[Dataset excerpts]
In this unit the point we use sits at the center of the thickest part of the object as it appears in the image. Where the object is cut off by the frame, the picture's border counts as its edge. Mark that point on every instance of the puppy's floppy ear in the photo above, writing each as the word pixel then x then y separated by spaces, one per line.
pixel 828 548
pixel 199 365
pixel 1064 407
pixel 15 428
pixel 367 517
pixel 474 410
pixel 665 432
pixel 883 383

**WHAT IS BEING ASKED**.
The records above need to be duplicated. Keep every word unchanged.

**WRITTEN ANSWER**.
In this unit the point we use sits at the center of the thickest part of the object as it appears in the image. Where the object is cut off by the frame, the picture's border counts as its edge. Mark that point on every instance of the puppy's floppy ear in the photo above, writing each as the word pixel then x then y separated by spaces, one per line.
pixel 828 548
pixel 199 365
pixel 1064 407
pixel 15 428
pixel 367 517
pixel 474 410
pixel 665 432
pixel 883 383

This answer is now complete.